THE PROBLEM
Copy out each line containing "blue" from the entries below.

━━━ INFORMATION SHOWN ━━━

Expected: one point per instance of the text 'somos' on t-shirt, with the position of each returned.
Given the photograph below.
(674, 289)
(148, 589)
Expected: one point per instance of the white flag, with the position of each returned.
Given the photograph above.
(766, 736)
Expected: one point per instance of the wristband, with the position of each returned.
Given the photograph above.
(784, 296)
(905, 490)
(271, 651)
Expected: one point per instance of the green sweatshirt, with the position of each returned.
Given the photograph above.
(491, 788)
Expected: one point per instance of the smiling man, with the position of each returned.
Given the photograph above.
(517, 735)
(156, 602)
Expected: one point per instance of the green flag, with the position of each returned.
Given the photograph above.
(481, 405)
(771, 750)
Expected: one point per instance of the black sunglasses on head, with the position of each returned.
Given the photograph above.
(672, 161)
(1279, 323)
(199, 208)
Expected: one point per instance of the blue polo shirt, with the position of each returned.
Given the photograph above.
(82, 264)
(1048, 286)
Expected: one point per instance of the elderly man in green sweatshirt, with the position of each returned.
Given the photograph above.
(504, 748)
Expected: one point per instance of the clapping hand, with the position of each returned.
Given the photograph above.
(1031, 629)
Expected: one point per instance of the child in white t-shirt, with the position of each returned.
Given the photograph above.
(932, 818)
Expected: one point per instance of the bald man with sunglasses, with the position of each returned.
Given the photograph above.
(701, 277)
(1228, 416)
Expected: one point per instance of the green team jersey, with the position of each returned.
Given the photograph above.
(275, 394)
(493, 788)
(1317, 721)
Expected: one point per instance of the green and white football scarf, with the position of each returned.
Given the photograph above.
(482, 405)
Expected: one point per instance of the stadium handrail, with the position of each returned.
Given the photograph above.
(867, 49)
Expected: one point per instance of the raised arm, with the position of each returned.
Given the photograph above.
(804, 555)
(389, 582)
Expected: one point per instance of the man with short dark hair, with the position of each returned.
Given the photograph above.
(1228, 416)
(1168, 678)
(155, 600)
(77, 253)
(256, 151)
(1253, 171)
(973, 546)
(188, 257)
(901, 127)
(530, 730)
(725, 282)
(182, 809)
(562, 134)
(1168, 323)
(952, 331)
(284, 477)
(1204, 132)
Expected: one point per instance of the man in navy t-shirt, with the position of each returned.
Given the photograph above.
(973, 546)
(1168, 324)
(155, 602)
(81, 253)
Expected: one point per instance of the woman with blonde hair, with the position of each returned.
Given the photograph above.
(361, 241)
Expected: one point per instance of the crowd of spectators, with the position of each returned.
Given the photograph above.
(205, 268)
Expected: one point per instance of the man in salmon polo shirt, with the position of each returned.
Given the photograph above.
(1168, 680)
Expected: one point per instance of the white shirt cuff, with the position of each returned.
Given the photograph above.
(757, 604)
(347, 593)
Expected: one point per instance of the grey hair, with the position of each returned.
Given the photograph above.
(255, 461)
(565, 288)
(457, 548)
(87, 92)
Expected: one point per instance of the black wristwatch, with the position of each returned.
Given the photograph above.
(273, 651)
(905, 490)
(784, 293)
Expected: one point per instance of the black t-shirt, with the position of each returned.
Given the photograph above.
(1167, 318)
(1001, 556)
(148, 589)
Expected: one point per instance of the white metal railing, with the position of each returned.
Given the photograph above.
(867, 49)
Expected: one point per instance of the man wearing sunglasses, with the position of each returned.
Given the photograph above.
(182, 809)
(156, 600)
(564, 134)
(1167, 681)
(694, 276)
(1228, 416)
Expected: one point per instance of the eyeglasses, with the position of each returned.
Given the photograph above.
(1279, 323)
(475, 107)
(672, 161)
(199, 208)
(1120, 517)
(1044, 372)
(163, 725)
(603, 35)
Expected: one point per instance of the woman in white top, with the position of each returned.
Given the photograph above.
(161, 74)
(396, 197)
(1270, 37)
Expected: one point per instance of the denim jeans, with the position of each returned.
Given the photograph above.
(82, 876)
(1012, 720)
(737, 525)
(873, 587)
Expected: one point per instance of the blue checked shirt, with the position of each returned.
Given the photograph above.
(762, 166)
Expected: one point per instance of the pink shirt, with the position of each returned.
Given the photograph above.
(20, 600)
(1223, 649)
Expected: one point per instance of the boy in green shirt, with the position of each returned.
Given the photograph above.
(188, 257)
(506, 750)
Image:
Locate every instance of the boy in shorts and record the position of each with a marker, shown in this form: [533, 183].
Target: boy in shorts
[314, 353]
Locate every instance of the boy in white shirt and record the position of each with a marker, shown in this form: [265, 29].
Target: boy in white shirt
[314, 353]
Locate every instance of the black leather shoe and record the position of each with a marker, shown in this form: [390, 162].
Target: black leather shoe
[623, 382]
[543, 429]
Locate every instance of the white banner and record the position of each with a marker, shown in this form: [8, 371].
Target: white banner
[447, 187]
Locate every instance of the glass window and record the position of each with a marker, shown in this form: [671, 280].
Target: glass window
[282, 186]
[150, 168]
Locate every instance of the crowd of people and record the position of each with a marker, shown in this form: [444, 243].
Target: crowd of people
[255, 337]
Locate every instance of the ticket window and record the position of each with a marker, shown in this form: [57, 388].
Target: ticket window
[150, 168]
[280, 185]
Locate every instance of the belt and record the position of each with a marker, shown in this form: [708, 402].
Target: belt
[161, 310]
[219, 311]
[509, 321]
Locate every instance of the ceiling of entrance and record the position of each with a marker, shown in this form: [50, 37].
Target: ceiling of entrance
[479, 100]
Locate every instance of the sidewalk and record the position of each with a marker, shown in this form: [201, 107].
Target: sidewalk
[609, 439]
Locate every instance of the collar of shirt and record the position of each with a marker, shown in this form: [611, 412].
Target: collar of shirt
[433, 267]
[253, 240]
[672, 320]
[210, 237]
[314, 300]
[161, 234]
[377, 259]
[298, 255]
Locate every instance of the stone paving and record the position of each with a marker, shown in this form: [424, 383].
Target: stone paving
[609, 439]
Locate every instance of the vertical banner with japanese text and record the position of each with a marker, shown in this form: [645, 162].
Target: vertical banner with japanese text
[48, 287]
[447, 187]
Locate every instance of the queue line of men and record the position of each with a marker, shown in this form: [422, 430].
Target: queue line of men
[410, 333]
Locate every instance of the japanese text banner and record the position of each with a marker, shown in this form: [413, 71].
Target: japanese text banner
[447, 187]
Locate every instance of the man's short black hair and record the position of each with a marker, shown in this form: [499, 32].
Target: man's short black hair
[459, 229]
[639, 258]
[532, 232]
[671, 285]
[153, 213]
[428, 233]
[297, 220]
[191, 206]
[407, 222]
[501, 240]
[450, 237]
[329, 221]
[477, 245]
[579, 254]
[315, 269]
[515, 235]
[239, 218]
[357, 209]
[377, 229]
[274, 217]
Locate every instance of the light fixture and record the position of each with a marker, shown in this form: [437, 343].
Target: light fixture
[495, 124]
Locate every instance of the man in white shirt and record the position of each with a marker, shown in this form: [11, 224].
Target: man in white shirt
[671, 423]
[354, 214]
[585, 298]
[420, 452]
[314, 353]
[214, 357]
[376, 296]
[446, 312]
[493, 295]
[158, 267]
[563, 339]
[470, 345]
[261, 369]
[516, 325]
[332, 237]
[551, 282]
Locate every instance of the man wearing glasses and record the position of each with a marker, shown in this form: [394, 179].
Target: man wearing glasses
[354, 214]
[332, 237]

━━━

EXERCISE SOLUTION
Expected: one point per instance of the blue polo shirt, with the position of each returned.
Expected: one point per instance of the blue checked shirt, with the position of each returned.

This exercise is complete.